#### Goal of the exercise:
Please copy the data from the line that has "Would you kindly point at the green t-shirt" through the line that has "<point>330,247</point>", keeping every line in that span and nothing else. In that copy, multiply each point coordinate by 1.85 and round it to a whole number, with halves going up.

___

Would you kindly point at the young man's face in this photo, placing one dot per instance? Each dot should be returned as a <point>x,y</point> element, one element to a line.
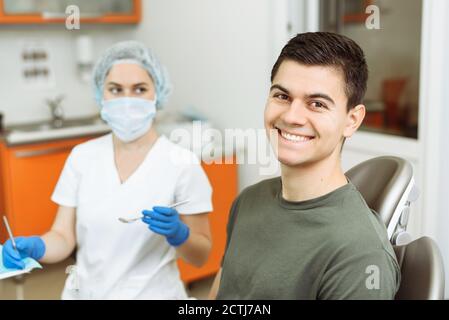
<point>307,108</point>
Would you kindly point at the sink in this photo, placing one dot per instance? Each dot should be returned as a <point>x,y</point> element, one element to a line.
<point>48,130</point>
<point>48,125</point>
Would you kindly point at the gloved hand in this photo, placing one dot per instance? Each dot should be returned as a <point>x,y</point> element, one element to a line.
<point>165,221</point>
<point>27,247</point>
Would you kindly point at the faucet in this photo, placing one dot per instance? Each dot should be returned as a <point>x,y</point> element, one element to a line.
<point>57,112</point>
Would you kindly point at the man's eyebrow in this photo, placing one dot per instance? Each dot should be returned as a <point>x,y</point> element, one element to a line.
<point>279,87</point>
<point>320,95</point>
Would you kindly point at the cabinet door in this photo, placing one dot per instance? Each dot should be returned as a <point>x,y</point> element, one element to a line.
<point>32,173</point>
<point>223,178</point>
<point>54,11</point>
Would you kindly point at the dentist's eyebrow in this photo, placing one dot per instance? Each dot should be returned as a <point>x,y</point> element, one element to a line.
<point>140,84</point>
<point>279,87</point>
<point>114,84</point>
<point>320,95</point>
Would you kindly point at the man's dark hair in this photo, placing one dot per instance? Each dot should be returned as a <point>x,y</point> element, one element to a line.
<point>333,50</point>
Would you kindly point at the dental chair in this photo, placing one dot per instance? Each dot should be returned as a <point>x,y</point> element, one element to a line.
<point>387,185</point>
<point>422,270</point>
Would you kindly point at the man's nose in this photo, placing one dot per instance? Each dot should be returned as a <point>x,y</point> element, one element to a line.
<point>296,114</point>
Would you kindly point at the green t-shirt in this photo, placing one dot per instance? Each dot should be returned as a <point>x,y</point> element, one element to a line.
<point>330,247</point>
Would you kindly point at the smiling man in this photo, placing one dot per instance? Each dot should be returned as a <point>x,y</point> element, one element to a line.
<point>309,234</point>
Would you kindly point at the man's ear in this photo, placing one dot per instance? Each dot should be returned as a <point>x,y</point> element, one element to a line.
<point>354,119</point>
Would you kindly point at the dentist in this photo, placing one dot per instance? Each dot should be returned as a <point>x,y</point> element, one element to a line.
<point>132,171</point>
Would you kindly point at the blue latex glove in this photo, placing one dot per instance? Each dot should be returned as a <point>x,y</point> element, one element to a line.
<point>165,221</point>
<point>27,247</point>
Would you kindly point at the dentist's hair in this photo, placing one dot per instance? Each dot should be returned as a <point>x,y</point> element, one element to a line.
<point>333,50</point>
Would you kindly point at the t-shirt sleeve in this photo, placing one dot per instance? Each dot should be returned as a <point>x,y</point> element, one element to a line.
<point>66,190</point>
<point>194,185</point>
<point>371,275</point>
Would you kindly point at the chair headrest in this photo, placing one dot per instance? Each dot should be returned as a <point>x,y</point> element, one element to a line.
<point>382,181</point>
<point>422,270</point>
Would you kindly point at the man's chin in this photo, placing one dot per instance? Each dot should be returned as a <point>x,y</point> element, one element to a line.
<point>293,161</point>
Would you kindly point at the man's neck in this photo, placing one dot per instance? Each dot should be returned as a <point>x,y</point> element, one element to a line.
<point>312,180</point>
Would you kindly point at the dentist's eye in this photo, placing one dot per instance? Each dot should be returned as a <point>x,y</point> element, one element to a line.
<point>115,90</point>
<point>281,96</point>
<point>141,90</point>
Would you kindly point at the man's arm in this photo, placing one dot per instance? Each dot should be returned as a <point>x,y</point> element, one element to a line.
<point>371,275</point>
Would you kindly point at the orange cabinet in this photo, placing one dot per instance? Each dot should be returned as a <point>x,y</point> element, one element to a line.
<point>54,11</point>
<point>28,176</point>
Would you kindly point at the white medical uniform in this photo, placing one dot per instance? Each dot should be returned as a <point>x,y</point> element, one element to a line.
<point>127,261</point>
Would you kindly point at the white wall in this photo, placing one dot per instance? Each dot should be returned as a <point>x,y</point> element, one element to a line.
<point>21,103</point>
<point>219,55</point>
<point>399,19</point>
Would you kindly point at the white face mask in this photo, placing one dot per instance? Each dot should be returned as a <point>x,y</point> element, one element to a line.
<point>129,118</point>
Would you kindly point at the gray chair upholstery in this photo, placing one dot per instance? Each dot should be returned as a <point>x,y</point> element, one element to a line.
<point>387,185</point>
<point>422,270</point>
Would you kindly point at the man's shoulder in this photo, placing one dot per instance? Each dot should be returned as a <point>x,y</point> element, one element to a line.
<point>264,188</point>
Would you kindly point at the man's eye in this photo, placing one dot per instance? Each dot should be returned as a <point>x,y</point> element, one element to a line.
<point>318,105</point>
<point>281,96</point>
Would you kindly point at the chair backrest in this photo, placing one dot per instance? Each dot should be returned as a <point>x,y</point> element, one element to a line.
<point>386,184</point>
<point>422,270</point>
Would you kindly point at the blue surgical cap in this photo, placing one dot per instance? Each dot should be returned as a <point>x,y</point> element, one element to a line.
<point>132,51</point>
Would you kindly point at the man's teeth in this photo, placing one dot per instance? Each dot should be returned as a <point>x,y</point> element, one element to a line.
<point>293,137</point>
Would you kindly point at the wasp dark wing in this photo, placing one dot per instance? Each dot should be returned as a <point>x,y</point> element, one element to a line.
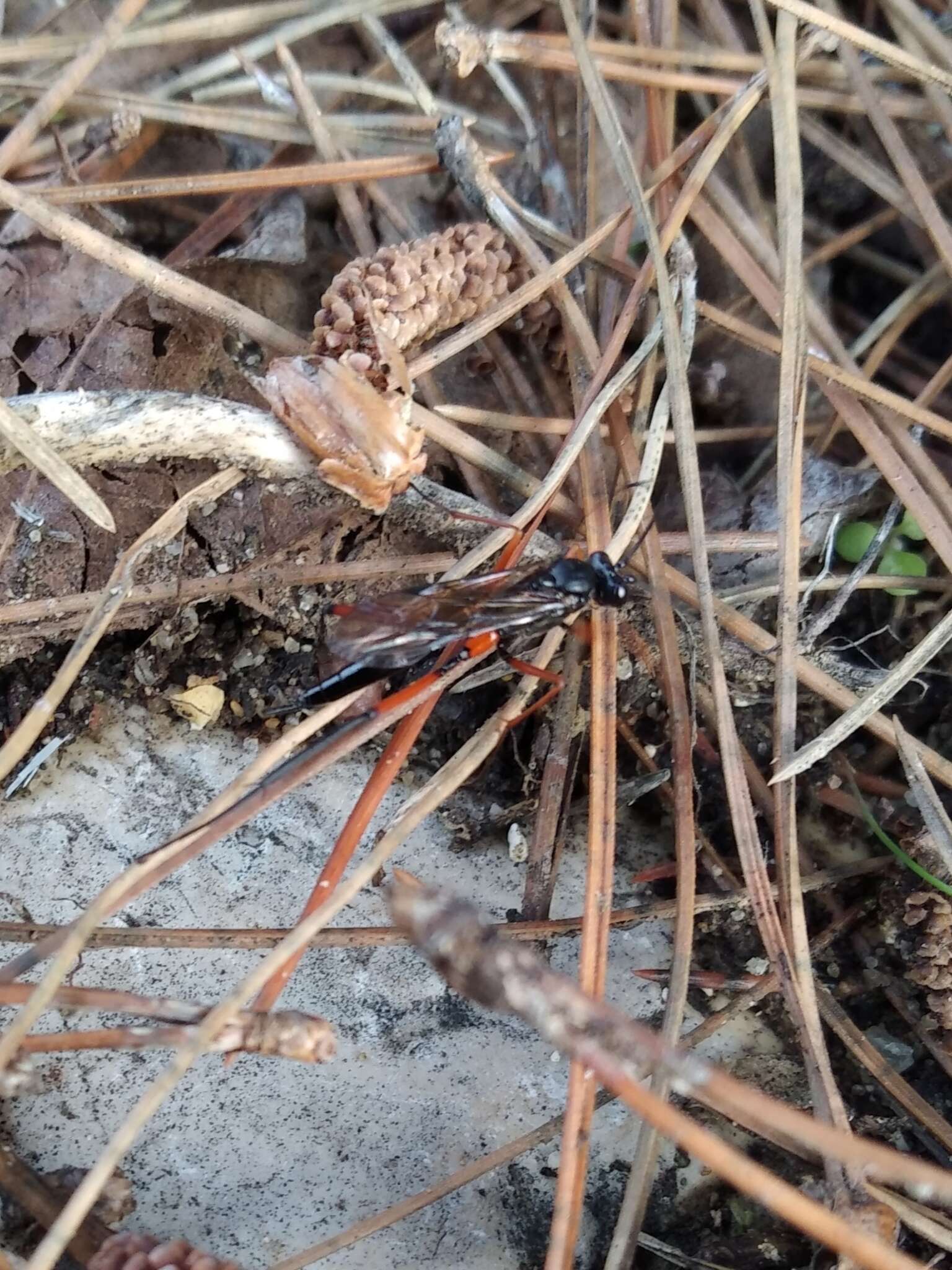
<point>404,626</point>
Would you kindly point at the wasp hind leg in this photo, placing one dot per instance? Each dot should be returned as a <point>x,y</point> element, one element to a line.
<point>540,673</point>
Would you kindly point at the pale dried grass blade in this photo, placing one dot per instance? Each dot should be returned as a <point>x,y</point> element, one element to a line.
<point>931,807</point>
<point>63,88</point>
<point>883,48</point>
<point>155,277</point>
<point>58,471</point>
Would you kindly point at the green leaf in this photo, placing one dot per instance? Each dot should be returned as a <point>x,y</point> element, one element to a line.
<point>853,540</point>
<point>908,563</point>
<point>873,824</point>
<point>910,528</point>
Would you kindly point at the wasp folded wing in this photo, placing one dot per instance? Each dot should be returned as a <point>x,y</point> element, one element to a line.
<point>404,626</point>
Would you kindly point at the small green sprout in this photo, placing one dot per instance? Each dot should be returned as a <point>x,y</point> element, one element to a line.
<point>853,541</point>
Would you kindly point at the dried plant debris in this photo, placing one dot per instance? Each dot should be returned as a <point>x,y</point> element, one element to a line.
<point>350,402</point>
<point>831,489</point>
<point>930,916</point>
<point>128,1251</point>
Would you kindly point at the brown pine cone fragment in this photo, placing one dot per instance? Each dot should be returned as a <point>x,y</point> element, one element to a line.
<point>350,402</point>
<point>414,291</point>
<point>128,1251</point>
<point>933,963</point>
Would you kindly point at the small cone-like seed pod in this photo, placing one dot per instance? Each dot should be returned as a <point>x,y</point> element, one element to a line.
<point>932,913</point>
<point>350,402</point>
<point>415,290</point>
<point>128,1251</point>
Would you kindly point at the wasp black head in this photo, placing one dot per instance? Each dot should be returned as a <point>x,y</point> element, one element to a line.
<point>611,587</point>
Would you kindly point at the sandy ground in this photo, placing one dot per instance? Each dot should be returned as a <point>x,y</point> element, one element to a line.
<point>267,1157</point>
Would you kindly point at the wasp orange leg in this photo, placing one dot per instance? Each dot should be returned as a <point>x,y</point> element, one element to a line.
<point>540,673</point>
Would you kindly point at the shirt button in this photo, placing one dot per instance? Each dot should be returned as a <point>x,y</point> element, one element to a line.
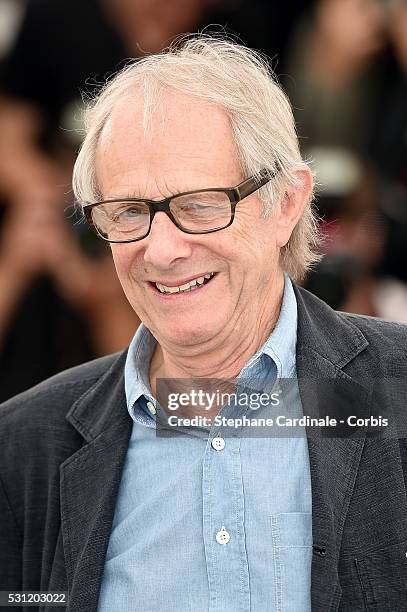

___

#### Solution to this task:
Would you kindly point at the green t-shirt in this photo, placing one dot per instance? Each dot should be returned as a <point>x,y</point> element, one element to a line.
<point>611,457</point>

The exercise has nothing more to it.